(The problem) Everything from the line containing "For every instance of the green following" through the final line of the records must be transcribed verbatim; nothing else belongs in the result.

(Excerpts of pointing data)
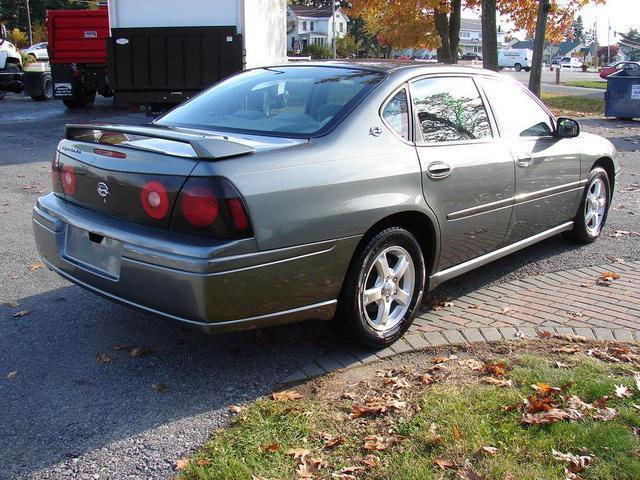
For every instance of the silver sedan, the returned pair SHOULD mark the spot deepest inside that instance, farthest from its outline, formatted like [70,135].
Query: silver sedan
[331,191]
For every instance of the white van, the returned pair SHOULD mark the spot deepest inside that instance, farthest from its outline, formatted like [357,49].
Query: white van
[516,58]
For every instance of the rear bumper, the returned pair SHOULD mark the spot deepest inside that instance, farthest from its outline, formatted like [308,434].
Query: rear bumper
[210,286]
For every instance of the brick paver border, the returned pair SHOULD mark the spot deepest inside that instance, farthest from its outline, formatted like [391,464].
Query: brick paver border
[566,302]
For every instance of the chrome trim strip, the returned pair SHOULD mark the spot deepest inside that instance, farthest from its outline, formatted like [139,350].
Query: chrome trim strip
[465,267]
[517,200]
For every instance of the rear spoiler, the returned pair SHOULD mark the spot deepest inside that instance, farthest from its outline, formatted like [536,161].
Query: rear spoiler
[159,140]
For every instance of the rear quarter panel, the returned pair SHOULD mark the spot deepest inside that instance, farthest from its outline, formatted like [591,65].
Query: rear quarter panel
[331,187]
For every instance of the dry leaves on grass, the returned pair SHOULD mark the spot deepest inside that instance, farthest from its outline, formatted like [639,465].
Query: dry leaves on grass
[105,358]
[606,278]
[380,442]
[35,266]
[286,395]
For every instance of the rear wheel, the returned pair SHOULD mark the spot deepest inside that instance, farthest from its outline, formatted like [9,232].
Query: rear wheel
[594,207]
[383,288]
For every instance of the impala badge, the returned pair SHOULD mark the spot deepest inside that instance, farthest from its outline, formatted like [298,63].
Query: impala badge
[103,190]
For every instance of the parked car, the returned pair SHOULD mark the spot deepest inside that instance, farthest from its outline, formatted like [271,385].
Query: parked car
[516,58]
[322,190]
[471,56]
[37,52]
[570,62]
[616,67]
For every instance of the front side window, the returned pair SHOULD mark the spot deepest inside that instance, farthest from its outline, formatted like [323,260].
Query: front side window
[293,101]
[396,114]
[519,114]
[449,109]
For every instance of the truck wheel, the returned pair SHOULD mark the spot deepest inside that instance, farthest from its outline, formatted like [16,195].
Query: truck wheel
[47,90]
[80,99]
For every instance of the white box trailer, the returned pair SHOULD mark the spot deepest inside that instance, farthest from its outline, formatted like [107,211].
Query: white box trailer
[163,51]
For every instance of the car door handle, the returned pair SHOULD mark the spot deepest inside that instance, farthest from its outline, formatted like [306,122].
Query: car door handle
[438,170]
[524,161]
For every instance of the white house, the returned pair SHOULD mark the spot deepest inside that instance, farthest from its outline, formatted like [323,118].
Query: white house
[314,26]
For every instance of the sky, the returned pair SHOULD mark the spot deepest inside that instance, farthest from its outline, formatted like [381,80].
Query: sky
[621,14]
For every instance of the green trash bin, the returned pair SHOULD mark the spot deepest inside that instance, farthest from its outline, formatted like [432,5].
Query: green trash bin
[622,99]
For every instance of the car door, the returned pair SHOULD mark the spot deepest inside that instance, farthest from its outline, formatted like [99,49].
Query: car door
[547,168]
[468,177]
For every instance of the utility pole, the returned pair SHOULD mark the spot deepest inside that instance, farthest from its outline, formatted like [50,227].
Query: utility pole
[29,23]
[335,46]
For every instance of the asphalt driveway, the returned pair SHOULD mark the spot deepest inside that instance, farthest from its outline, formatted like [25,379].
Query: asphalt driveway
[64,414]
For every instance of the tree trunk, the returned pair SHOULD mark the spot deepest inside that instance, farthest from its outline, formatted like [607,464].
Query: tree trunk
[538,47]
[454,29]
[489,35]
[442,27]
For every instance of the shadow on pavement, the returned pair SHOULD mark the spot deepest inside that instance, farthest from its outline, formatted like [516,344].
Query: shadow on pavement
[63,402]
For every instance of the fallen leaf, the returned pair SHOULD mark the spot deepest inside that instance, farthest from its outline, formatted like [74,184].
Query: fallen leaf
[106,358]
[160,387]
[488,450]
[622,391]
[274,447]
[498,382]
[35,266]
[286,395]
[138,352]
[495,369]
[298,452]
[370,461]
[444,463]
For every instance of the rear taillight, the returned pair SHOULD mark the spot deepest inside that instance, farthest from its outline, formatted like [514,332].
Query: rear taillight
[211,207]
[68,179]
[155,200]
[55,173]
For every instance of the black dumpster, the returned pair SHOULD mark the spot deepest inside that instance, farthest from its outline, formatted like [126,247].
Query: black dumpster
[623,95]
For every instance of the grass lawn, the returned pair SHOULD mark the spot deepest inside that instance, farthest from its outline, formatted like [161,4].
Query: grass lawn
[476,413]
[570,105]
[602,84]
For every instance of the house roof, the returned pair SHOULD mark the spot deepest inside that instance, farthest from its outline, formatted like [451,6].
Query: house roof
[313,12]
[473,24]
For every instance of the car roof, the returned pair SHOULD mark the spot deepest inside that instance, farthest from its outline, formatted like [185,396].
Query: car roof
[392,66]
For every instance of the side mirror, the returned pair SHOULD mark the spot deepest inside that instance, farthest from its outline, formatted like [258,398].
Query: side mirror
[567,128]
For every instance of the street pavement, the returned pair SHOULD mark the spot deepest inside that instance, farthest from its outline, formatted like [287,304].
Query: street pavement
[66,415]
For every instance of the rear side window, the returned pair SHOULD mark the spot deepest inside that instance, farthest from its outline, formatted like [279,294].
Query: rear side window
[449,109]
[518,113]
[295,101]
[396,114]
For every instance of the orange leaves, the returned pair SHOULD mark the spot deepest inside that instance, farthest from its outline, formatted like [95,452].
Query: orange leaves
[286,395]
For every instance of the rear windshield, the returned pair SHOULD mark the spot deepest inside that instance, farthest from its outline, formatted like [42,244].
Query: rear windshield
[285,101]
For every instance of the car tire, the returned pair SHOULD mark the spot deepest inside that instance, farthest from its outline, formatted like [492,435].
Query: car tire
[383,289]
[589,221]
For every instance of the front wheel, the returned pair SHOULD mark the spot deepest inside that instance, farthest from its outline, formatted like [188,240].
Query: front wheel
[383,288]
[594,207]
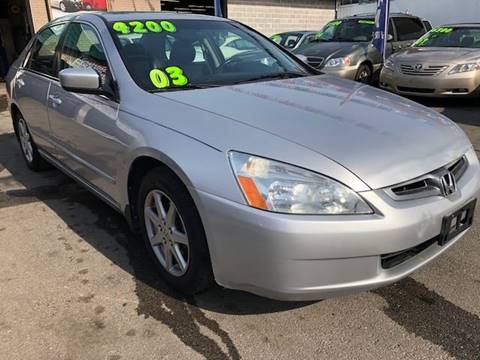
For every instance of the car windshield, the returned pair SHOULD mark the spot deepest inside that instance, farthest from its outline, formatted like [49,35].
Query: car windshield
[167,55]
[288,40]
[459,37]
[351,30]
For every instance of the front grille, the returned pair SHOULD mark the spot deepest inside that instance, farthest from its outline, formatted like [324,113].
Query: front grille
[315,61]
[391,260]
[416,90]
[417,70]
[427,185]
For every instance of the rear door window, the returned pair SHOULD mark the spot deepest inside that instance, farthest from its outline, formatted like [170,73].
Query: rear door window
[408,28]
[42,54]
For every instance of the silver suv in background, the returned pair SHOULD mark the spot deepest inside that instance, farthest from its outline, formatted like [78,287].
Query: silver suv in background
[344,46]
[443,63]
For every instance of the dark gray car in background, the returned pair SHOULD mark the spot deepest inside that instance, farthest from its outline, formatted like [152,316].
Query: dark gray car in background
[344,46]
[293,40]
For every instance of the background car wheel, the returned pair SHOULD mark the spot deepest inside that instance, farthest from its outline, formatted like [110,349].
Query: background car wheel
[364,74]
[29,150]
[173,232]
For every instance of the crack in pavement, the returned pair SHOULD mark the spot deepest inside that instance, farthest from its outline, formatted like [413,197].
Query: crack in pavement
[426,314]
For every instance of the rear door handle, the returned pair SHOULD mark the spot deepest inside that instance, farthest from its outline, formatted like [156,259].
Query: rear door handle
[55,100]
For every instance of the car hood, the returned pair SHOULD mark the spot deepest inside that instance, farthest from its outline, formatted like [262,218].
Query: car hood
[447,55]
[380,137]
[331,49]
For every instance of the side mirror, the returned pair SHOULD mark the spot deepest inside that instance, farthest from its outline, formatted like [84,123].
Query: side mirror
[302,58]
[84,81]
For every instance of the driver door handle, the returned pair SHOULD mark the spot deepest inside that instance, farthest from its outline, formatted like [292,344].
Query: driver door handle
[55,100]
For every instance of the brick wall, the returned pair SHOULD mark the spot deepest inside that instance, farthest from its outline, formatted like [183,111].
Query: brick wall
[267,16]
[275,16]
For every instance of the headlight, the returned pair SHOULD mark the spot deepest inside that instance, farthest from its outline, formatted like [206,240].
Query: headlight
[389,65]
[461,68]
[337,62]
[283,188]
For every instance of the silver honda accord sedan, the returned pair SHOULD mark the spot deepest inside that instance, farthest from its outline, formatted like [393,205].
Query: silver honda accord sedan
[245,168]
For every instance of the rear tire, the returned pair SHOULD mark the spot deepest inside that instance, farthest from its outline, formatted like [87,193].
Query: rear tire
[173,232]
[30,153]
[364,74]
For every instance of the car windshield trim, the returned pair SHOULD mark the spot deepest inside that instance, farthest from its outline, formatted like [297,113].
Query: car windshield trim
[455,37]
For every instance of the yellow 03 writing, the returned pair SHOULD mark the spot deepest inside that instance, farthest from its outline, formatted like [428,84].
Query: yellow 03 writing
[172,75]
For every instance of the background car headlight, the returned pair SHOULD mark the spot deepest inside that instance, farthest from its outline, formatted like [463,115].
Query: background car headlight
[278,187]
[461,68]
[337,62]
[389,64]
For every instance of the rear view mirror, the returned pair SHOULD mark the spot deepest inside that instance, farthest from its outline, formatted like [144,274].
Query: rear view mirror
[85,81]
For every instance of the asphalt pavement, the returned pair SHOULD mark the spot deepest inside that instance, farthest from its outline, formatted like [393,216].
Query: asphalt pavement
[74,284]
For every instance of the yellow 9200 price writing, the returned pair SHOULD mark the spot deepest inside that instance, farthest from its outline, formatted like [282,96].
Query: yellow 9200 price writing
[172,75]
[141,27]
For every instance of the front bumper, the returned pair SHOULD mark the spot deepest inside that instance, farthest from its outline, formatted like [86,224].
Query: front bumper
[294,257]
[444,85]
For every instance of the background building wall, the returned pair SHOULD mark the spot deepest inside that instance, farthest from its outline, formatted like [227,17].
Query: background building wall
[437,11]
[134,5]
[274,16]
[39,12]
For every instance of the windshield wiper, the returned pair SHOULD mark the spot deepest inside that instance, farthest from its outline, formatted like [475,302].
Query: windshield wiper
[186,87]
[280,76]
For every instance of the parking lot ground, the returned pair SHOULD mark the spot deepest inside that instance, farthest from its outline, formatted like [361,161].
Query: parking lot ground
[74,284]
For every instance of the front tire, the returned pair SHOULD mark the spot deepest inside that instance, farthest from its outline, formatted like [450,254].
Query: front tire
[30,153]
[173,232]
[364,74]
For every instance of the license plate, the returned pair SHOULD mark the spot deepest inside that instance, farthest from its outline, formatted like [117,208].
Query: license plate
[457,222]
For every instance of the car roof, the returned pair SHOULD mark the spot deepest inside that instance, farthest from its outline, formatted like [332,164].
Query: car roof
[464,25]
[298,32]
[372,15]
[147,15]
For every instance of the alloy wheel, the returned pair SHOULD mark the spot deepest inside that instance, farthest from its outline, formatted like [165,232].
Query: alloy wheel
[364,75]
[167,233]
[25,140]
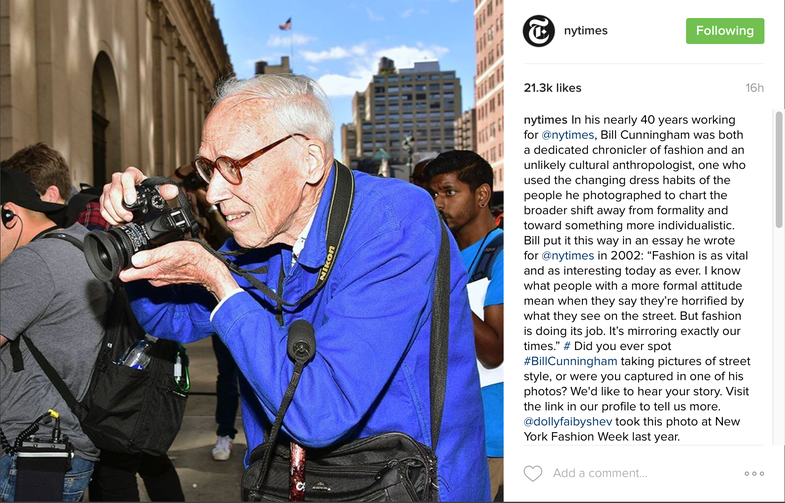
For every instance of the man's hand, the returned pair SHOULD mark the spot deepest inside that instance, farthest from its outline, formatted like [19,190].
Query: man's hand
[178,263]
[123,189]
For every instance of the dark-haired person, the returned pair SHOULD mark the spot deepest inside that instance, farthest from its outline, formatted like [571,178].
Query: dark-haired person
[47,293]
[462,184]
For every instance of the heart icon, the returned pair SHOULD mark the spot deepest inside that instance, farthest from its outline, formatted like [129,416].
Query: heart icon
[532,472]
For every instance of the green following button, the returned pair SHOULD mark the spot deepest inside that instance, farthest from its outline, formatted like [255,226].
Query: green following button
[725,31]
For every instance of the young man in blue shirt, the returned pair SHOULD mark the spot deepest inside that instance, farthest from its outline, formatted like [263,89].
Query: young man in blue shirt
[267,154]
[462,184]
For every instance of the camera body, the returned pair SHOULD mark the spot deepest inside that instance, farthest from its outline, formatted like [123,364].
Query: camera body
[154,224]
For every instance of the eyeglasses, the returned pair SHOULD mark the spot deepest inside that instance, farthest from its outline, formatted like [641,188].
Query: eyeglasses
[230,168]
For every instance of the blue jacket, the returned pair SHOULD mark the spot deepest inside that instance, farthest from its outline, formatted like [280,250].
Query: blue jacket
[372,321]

(The response)
For every instance of the green following button, the returned pair SHOULD mark the spot deepest inside that instance, farthest from its outline, formatted like [255,226].
Query: green following button
[725,31]
For every instance of the young man in blue shirt, the returned pair SHOULD mark the spot deepest inside that instance, farthest from its outline, formatted like [263,89].
Query: young man in blue shirt
[267,154]
[462,184]
For every instance of the camera body, the returned pair SHOULD mark the spot deepest inside that instance, farthest from its outline, formatted like [123,364].
Query: camera body
[154,224]
For every instance of the eyeglasses, the returned pair SHOULD mark the spot deepest inside that instance, farthest from its outline, formatted like [641,188].
Query: eyeglasses
[230,168]
For every instance of the blue jacket, the returned pair SHOULD mark the spot deepest inside that instance, farthest from its outline, formatted like [280,250].
Query: blue jacket
[372,321]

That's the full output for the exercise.